La naissance du "principe de précaution" comme important objet de réflexion permettant de répondre en partie au questionnement sur l'émergence de nouveaux risques, remonte seulement à une trentaine d'années. L'Allemagne en est le berceau, il s'insère, en effet très tôt dans le droit positif allemand sous le nom de "Vorsorgeprinzip". Les évolutions de la société et la place de plus en plus prépondérante accordée au progrès et à ses conséquences contribuent à sa popularisation. Cependant, malgré une place croissante dans la société, le principe de précaution reste un concept flou.
Il répond à une demande croissante de sécurité et au constat des limites des démarches de sécurité appliquées aux systèmes technologiques. L'absence d'une définition claire, le rend sujet à controverse. Le principe de précaution se voit accusé d'être le fantasme d'une société qui veut tendre vers un « risque zéro » pourtant inexistant, mais son déni est aussi perçu comme une inconscience des réalités. En raison de l'absence d'un consensus autour de son principe, la précaution s'insère difficilement dans le droit et semble ne pas pouvoir sortir de son cadre éthique.

• [EXERCICE COURT A]:
Recopiez à l'identique le passage du texte sur le principe de précaution qui va de « Il répond à » jusqu'à « son cadre éthique. » inclus.
Le texte et les lignes ne présentent aucun lien entre eux.

[Entrées de contour de régions]
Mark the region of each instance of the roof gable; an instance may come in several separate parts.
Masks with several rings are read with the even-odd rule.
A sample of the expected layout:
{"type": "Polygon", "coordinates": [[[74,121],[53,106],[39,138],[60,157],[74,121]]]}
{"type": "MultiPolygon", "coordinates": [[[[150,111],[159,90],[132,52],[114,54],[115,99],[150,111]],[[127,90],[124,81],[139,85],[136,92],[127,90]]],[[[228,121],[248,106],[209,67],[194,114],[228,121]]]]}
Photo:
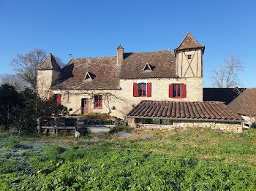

• [EXERCICE COURT B]:
Transcrivez fidèlement les lignes fournies, depuis la première d'entre elles jusqu'à la ligne contenant « A sample of » incluse.

• [RÉPONSE COMPLÈTE A]:
Il répond à une demande croissante de sécurité et au constat des limites des démarches de sécurité appliquées aux systèmes technologiques. L'absence d'une définition claire, le rend sujet à controverse. Le principe de précaution se voit accusé d'être le fantasme d'une société qui veut tendre vers un « risque zéro » pourtant inexistant, mais son déni est aussi perçu comme une inconscience des réalités. En raison de l'absence d'un consensus autour de son principe, la précaution s'insère difficilement dans le droit et semble ne pas pouvoir sortir de son cadre éthique.

• [RÉPONSE COMPLÈTE B]:
Mark the region of each instance of the roof gable; an instance may come in several separate parts.
Masks with several rings are read with the even-odd rule.
A sample of the expected layout:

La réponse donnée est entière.